-------- Excerpted passage --------

Saturday, August 18, 2012

Voided Mortgages in Bankruptcy

      Currently the hottest issue in Bankruptcy law, at least here in Nashville, TN, is stripping mortgages from a person's home. In order for any creditor to be paid in a Chapter 13 bankruptcy, the creditor must file a Proof of Claim. For unsecured creditors, such as credit cards and medical bills, the creditor merely has to file a Proof of Claim form and they are entitled to payment, and it is the burden of the debtor to rebut the presumption that he owes that debt. However, for creditors with collateral securing their loan, such as mortgages and car liens, the creditor must attach with their Proof of Claim, documentation that proves the claim is in fact secured. So for a mortgage, the bank with the mortgage must attach the Deed of Trust and the Promissory Note.

       Now, the collapse of the housing market for the past five years has unveiled many “mistakes” and “errors” of the banking mortgage industry. Once a homeowner signed a mortgage with a local bank or even a national/global bank, many of those mortgages were bundled, sold, and traded multiple times. However, the actual physical documents that were signed cannot be found because many of these transactions were done electronically. Therefore, in Bankruptcy Court, when the Proof of Claim for a mortgage is filed and the documents are not attached, or the documents attached have the name of a different bank on them, then the claim gets disallowed. Subsequently, section 506(d) of the Bankruptcy Code provides that to the extent that a secured claim is not allowed the lien securing that claim on the property is void. Thus, if the Bank cannot prove that they own the mortgage with a Deed of Trust and Promissory Note then the claim is disallowed, and then the lien may be stripped.

-------- Listed records --------

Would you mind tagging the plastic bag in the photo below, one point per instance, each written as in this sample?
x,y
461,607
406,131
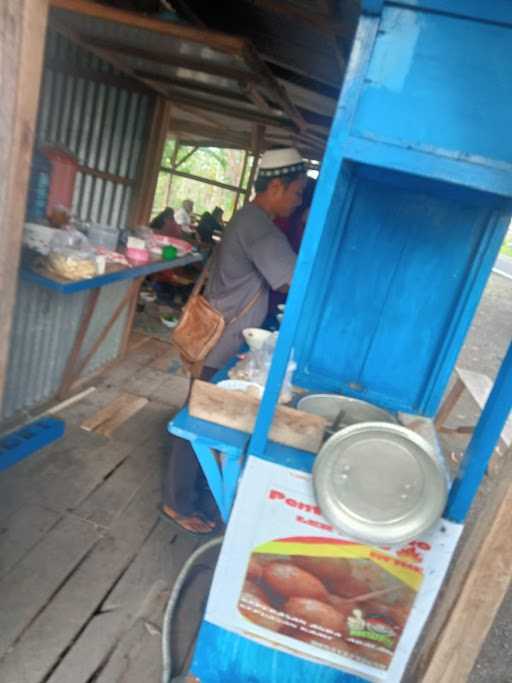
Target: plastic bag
x,y
71,256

--------

In the post on voided mortgages in bankruptcy, list every example the author gives of a creditor's debt, and note for each whether it is presented as unsecured or as secured by collateral.

* [Exercise answer]:
- Credit cards: unsecured
- Medical bills: unsecured
- Mortgages: secured by collateral
- Car liens: secured by collateral